### [WHAT THE TASK ASKS]
Exactly repeat the line that contains "Where can the red", then every line after it up to and including the final line.
━━━━━ EXERCISE INPUT
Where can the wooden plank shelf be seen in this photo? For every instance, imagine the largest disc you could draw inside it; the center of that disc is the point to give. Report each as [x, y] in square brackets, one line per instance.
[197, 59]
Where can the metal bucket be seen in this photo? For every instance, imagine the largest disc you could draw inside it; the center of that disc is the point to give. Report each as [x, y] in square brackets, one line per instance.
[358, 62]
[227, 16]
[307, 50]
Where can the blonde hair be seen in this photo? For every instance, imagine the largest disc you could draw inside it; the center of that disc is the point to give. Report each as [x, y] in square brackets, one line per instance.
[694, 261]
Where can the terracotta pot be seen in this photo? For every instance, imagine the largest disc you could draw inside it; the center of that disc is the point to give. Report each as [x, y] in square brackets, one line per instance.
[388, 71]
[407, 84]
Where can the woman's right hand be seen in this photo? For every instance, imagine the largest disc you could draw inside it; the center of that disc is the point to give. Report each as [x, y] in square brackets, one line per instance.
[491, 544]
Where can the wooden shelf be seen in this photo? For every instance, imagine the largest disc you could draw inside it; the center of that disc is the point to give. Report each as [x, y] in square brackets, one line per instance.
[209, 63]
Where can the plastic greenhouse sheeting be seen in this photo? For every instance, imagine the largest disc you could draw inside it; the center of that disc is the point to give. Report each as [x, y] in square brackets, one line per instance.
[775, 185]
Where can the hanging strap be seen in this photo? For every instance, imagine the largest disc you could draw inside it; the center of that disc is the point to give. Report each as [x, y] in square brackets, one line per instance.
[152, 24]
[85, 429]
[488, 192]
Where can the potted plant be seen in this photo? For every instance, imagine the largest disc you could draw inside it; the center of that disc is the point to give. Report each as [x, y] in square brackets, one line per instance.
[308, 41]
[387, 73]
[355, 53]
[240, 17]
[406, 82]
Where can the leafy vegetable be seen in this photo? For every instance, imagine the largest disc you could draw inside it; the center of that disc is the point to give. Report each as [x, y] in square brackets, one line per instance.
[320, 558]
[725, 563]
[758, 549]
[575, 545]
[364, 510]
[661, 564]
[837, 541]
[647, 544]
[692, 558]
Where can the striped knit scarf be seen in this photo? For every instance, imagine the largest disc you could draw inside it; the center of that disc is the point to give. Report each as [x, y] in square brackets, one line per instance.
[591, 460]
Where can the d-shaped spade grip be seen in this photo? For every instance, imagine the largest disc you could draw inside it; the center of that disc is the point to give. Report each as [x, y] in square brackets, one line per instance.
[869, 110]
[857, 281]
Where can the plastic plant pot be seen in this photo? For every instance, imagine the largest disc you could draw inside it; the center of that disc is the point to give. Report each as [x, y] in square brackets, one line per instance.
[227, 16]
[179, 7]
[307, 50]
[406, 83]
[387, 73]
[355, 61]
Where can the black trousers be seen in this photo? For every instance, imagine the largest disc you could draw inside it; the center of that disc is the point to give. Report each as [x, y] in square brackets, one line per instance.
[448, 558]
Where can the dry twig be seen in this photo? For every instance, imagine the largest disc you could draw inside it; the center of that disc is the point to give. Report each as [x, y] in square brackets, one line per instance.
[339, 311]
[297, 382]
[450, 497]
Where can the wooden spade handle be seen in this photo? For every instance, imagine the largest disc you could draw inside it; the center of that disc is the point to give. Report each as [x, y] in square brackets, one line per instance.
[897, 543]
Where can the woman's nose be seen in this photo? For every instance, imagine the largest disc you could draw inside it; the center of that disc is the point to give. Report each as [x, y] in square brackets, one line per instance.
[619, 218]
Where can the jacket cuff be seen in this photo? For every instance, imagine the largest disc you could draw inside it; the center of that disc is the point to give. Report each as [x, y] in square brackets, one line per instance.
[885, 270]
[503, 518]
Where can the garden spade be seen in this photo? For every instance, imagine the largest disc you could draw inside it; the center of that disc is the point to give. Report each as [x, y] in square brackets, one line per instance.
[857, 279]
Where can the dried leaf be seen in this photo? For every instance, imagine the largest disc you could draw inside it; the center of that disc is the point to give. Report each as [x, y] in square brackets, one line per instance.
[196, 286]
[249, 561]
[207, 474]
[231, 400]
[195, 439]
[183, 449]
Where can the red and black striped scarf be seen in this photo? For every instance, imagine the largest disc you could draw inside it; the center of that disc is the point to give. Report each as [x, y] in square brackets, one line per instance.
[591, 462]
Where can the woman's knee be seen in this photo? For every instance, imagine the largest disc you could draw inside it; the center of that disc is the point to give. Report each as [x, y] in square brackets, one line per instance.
━━━━━━━━━━
### [FULL OUTPUT]
Where can the red and black striped scarf be seen in this photo? For every instance, imagine the largest disc you could draw inside it; the center of that disc is the point to give. Report each as [x, y] in square brackets, one line per instance.
[591, 462]
Where can the woman's knee be seen in this photo? For every instance, imagine the largest disc you could draw inside it; the center of that disc is the point to give. Report each as [x, y] in square brackets, one line per instance.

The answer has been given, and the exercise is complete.